WHAT YOU ARE ASKED TO DO :: Pick out every line in the data below that contains the word "patterned", and copy each one in full.

SUPPLIED RECORDS ::
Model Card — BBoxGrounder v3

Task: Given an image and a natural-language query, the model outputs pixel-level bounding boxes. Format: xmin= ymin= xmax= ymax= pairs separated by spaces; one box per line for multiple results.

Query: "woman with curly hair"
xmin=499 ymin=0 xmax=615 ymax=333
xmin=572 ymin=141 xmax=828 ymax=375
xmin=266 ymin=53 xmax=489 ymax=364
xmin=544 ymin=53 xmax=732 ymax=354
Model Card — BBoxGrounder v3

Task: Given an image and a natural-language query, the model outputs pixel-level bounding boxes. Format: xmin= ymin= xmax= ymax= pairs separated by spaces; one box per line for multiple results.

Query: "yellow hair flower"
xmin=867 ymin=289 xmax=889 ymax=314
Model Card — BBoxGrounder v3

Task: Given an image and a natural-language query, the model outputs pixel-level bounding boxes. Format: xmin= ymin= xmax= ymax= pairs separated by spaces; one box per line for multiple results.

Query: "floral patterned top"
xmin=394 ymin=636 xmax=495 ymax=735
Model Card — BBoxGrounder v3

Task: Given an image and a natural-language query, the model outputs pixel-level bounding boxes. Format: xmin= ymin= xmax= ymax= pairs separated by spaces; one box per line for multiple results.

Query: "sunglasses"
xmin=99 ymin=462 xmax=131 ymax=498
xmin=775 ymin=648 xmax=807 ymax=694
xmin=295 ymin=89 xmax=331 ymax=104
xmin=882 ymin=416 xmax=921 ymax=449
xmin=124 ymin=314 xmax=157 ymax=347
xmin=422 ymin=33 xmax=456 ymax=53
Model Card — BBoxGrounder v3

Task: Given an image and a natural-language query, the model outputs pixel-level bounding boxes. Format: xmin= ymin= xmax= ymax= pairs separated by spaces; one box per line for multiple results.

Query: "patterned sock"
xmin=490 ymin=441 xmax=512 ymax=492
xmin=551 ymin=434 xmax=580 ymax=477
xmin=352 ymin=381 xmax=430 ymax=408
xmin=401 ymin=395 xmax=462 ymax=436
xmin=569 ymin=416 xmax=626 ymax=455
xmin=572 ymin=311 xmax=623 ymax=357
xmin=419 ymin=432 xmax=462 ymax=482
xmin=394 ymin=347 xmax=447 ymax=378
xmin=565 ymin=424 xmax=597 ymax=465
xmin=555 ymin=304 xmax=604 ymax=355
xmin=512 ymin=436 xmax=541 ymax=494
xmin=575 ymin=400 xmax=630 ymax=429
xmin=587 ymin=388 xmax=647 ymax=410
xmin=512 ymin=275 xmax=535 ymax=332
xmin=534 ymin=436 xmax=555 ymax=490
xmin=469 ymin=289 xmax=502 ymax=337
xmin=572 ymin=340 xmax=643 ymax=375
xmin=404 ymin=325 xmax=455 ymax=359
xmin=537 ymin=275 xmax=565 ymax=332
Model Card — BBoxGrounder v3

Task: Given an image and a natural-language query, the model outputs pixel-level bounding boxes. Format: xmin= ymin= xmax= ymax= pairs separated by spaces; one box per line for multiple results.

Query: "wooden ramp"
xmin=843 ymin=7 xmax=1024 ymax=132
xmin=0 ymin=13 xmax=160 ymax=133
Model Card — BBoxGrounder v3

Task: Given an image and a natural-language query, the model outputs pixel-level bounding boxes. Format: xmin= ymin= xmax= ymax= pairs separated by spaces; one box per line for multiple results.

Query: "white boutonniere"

RESPONSE ::
Query: "floral patterned top"
Query: "patterned sock"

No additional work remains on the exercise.